Copy the stretch from the beginning of the material below through the line containing "[[625, 13], [567, 28]]", including both ends. Reproduce every character unchanged.

════════════════════

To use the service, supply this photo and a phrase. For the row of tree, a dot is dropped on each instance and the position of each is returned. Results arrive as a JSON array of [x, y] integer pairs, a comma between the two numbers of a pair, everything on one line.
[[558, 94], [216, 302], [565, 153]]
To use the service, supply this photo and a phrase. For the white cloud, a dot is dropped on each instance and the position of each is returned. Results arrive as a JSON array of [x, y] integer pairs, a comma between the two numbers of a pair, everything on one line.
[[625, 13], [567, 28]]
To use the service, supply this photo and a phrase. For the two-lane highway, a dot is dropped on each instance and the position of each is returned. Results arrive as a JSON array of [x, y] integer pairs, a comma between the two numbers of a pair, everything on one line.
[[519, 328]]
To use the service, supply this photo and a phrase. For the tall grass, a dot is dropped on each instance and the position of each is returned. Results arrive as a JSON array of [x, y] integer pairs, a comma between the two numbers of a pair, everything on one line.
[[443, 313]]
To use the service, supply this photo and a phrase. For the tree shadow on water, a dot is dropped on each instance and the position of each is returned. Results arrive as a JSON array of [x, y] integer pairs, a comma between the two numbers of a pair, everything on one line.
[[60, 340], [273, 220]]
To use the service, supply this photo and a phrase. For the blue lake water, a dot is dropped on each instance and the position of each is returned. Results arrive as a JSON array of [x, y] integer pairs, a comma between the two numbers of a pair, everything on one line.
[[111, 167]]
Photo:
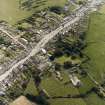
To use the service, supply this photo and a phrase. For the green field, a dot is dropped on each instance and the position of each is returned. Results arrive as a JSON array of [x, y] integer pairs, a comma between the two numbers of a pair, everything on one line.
[[96, 51], [11, 12]]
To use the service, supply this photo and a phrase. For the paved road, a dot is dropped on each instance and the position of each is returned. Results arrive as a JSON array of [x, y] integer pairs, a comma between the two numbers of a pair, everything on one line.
[[48, 37], [14, 39]]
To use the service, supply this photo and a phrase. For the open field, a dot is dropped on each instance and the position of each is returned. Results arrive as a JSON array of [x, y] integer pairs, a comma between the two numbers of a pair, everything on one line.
[[96, 51], [11, 12]]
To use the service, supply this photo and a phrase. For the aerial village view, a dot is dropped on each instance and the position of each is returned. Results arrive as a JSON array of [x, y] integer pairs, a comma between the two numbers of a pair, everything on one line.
[[52, 52]]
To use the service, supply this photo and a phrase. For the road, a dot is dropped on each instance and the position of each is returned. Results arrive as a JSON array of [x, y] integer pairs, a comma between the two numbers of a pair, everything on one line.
[[48, 37], [13, 38]]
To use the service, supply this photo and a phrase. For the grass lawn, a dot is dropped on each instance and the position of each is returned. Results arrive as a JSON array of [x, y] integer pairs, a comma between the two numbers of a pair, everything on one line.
[[56, 88], [96, 45], [96, 51], [31, 89], [11, 12], [64, 58]]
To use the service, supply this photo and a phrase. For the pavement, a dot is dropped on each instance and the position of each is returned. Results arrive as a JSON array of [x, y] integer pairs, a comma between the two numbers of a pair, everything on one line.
[[80, 13]]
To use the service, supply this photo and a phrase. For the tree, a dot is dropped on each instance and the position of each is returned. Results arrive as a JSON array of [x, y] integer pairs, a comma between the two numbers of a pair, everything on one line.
[[57, 66]]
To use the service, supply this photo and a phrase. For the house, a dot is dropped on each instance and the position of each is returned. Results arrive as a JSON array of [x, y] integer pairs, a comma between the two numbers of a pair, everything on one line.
[[75, 81]]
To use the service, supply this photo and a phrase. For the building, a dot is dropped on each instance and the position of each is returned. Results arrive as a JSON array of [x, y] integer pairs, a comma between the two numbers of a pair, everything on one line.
[[75, 81], [22, 100]]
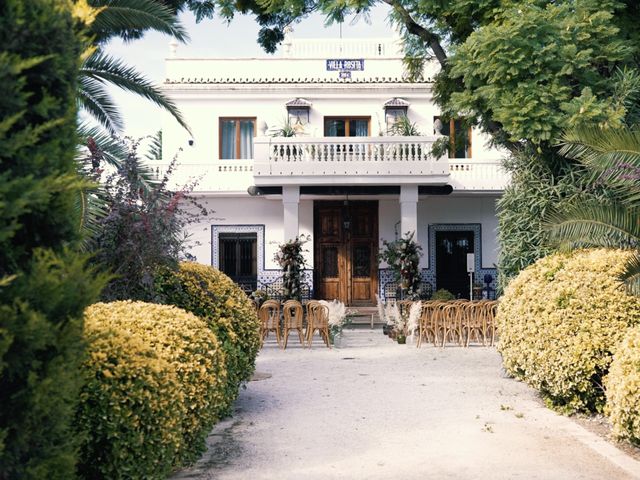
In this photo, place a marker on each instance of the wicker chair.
(293, 314)
(317, 320)
(473, 322)
(428, 329)
(269, 314)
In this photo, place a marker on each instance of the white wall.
(249, 211)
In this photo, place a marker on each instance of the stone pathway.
(378, 410)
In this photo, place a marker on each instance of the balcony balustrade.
(339, 161)
(347, 161)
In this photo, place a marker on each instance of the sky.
(215, 38)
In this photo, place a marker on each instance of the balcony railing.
(344, 161)
(477, 175)
(347, 161)
(220, 176)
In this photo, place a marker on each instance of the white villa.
(343, 179)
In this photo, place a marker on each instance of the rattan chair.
(427, 329)
(293, 313)
(491, 308)
(473, 322)
(317, 320)
(269, 314)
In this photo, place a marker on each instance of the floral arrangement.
(403, 257)
(289, 257)
(402, 324)
(339, 317)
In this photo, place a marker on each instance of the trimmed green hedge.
(211, 295)
(560, 321)
(623, 388)
(155, 377)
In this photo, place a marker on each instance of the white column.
(409, 210)
(290, 201)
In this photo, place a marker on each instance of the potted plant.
(403, 257)
(290, 258)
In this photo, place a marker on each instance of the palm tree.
(127, 19)
(612, 159)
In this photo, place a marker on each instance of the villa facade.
(303, 144)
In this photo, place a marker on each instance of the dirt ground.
(378, 410)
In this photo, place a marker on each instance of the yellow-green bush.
(560, 321)
(211, 295)
(623, 388)
(154, 384)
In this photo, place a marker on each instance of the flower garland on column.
(292, 262)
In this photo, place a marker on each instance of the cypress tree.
(44, 284)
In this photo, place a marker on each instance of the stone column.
(409, 210)
(290, 201)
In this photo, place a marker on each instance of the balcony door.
(346, 248)
(451, 261)
(347, 126)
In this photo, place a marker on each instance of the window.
(346, 126)
(238, 257)
(392, 115)
(236, 137)
(459, 136)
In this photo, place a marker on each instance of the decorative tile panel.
(385, 275)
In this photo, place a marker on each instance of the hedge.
(623, 388)
(211, 295)
(154, 384)
(560, 321)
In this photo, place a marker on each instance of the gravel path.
(378, 410)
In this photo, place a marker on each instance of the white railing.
(317, 161)
(219, 176)
(372, 160)
(469, 174)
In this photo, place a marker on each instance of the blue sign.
(337, 65)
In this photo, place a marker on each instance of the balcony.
(347, 161)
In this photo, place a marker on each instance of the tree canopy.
(524, 70)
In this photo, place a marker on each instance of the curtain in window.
(246, 138)
(228, 139)
(361, 127)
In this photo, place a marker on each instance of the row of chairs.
(282, 321)
(457, 321)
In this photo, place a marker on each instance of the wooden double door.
(346, 250)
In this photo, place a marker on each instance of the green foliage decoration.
(44, 284)
(291, 260)
(443, 295)
(214, 297)
(403, 257)
(623, 388)
(560, 321)
(155, 379)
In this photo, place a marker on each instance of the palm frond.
(95, 100)
(104, 68)
(603, 150)
(592, 224)
(129, 19)
(155, 147)
(111, 148)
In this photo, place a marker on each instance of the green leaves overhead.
(101, 69)
(129, 19)
(540, 67)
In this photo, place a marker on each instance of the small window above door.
(347, 126)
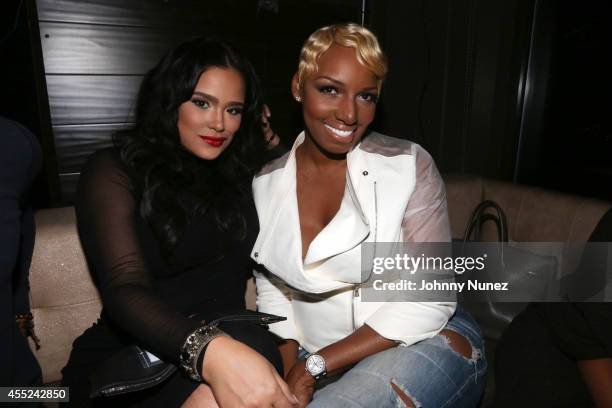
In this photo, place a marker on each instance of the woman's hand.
(301, 383)
(271, 138)
(241, 377)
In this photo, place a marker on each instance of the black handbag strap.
(479, 217)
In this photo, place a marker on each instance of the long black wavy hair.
(173, 184)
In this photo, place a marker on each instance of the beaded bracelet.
(195, 344)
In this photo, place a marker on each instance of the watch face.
(315, 364)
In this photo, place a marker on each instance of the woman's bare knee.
(202, 397)
(457, 342)
(402, 395)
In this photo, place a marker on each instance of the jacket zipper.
(357, 291)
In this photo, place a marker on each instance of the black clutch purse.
(134, 369)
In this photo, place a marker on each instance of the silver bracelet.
(195, 344)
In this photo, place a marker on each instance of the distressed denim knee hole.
(404, 397)
(460, 344)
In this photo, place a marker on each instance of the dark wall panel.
(85, 99)
(76, 142)
(96, 49)
(144, 13)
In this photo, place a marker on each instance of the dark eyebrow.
(369, 89)
(215, 99)
(332, 80)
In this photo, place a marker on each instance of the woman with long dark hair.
(167, 221)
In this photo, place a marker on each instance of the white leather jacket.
(393, 193)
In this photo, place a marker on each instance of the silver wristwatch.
(315, 366)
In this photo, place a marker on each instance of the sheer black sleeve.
(106, 216)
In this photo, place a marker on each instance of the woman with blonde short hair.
(340, 188)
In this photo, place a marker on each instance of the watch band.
(316, 366)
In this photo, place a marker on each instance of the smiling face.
(207, 122)
(339, 100)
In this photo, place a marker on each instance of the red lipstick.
(213, 141)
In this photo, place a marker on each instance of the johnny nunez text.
(435, 285)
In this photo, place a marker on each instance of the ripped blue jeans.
(430, 373)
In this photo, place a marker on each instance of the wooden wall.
(95, 53)
(456, 67)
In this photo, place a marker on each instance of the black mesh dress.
(147, 300)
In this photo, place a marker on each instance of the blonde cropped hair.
(365, 43)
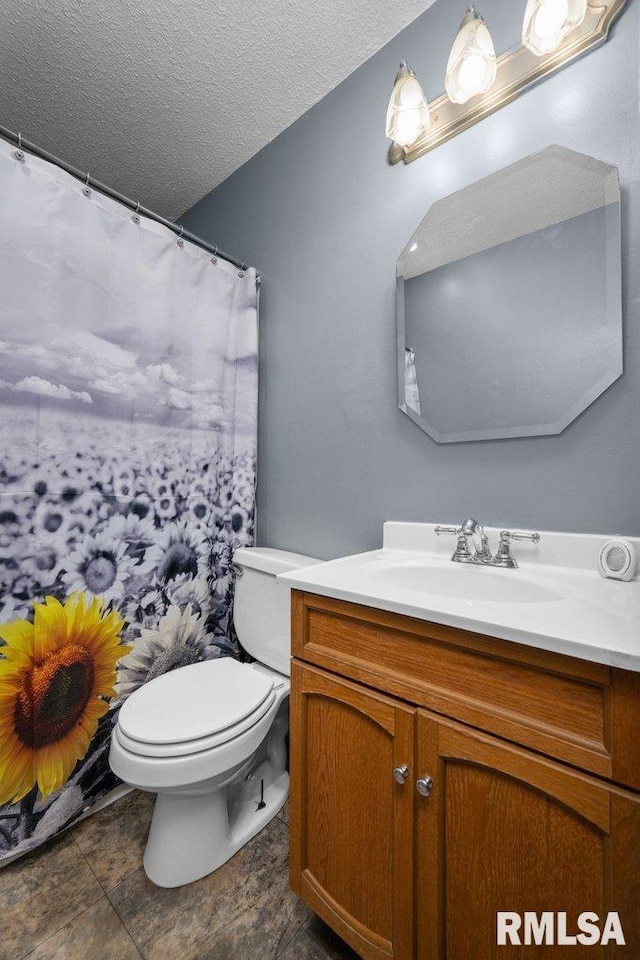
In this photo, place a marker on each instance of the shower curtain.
(128, 410)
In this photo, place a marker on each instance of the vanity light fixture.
(554, 33)
(408, 110)
(548, 22)
(471, 69)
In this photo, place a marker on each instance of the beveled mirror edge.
(517, 70)
(614, 301)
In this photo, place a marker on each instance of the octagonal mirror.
(509, 301)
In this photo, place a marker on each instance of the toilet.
(210, 739)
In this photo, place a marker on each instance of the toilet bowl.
(210, 739)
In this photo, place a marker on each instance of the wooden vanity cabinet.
(528, 803)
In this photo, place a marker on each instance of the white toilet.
(209, 739)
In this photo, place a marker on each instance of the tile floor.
(84, 896)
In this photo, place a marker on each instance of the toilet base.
(191, 836)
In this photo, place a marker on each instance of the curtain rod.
(134, 205)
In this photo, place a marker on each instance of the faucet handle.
(507, 535)
(504, 557)
(461, 554)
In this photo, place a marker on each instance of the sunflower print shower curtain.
(128, 413)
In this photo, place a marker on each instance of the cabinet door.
(506, 830)
(351, 822)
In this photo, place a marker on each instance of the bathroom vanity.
(441, 774)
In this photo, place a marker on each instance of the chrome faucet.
(473, 545)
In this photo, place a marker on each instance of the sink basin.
(465, 582)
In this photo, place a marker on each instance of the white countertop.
(568, 606)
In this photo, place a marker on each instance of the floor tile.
(316, 941)
(182, 922)
(42, 892)
(114, 839)
(98, 932)
(264, 930)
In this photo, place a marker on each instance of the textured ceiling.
(163, 99)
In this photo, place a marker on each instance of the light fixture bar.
(517, 70)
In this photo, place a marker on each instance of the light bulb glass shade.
(548, 22)
(471, 69)
(408, 111)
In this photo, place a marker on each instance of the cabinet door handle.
(400, 774)
(424, 786)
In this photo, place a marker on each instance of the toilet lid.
(194, 702)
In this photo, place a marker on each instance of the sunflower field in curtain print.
(115, 567)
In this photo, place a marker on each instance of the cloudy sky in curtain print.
(173, 377)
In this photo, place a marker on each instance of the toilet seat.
(189, 747)
(194, 708)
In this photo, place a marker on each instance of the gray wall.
(324, 217)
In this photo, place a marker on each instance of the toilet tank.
(262, 606)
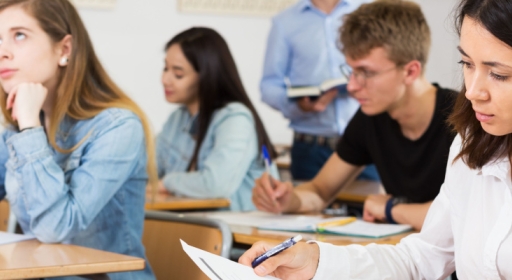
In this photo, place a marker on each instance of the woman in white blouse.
(469, 225)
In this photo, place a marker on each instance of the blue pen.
(268, 163)
(266, 157)
(276, 250)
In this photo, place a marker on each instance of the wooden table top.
(359, 190)
(170, 202)
(33, 259)
(250, 235)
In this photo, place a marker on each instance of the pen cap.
(266, 155)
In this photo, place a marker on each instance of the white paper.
(6, 238)
(219, 268)
(265, 220)
(366, 229)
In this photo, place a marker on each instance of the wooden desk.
(169, 202)
(359, 190)
(33, 259)
(249, 235)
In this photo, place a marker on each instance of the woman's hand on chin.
(26, 101)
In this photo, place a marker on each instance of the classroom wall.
(129, 41)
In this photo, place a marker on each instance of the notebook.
(307, 223)
(315, 91)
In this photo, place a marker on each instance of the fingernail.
(260, 270)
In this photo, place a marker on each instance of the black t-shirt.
(411, 169)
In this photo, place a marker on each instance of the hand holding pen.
(268, 194)
(300, 259)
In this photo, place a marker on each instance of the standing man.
(401, 126)
(302, 49)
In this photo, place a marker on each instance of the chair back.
(161, 237)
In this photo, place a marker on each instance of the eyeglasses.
(361, 76)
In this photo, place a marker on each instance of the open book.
(315, 91)
(308, 223)
(348, 226)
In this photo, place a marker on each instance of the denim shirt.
(303, 48)
(228, 162)
(93, 196)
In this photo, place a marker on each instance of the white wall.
(129, 41)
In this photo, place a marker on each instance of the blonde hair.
(398, 26)
(84, 88)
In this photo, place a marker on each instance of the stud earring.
(63, 61)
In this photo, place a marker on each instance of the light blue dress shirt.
(229, 159)
(93, 196)
(303, 48)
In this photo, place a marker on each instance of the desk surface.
(359, 190)
(170, 202)
(33, 259)
(250, 235)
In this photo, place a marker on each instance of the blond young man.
(400, 126)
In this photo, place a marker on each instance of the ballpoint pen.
(268, 163)
(321, 226)
(276, 250)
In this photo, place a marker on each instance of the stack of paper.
(305, 223)
(219, 268)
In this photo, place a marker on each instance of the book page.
(6, 238)
(332, 83)
(262, 219)
(219, 268)
(294, 92)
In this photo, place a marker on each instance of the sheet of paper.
(366, 229)
(6, 238)
(264, 220)
(219, 268)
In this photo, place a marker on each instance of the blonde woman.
(74, 161)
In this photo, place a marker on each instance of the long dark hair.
(219, 81)
(478, 146)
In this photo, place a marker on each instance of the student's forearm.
(411, 214)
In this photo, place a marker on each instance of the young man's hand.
(297, 262)
(271, 197)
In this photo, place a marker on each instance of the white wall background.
(129, 41)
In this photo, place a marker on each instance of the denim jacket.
(228, 162)
(93, 196)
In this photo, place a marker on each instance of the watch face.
(399, 200)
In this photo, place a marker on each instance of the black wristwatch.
(390, 204)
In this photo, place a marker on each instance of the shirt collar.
(499, 168)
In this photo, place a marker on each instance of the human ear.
(64, 49)
(413, 70)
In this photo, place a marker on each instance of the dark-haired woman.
(469, 224)
(211, 145)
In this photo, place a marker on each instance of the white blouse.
(468, 228)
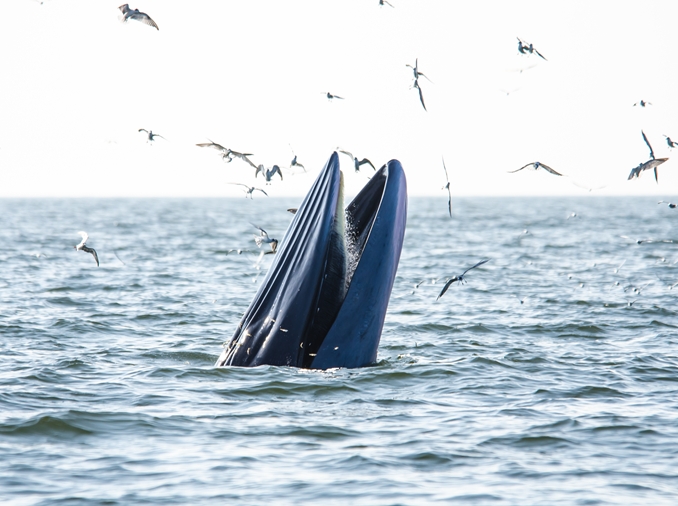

════════════════════

**SOLVED PROBLEM**:
To use the service, supply this photo and a phrase. For the row of tree, a dot is dropped on each instance and the position of each is returned. Results arrive as a JSON array of [x, y] integer pairs, a comma between the two numbers of a pair, everything on one line.
[[558, 94], [216, 302], [565, 153]]
To use the service, supply this photo and a phrase. For the white cloud, a dot is dropped on each instance and the position of each is returned. Results arrive as a JSON array of [x, y] integer pairs, a comma between the two numbers of a pair, everything on one line.
[[625, 13], [567, 28]]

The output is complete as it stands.